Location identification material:
>> BEGIN
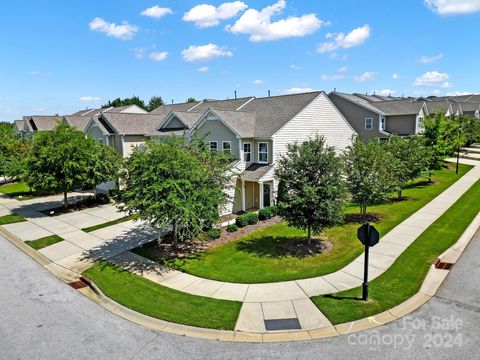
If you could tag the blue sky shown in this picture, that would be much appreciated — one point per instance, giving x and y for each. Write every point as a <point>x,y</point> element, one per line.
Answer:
<point>59,56</point>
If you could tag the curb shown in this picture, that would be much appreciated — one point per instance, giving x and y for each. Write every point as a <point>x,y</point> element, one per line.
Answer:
<point>430,285</point>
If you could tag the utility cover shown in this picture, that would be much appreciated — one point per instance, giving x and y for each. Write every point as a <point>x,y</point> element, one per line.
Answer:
<point>368,235</point>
>> END
What needs to be done: Rewrite the lines of the material above, replacing "much appreciated" with "very helpful" wherever it occurs and keeping everything else the same. Leave the pictures out of your answer.

Written solution:
If you could tag the blue sky shown in this picture, that would be very helpful — one point per instance, giving x and y for each. Write every point as a <point>x,y</point> element, one per line.
Answer:
<point>59,56</point>
If you could tag the curb shown in this picture, that would be very helpful — one point per instance, giving x and y for each. Write every point as a <point>x,y</point> element, one per line.
Answer:
<point>430,285</point>
If you could tag the utility cover shown in this picture, that would be very helpful — one point per instance, giving x and y for each. Write every point as a <point>x,y</point> element, one per line.
Answer:
<point>368,235</point>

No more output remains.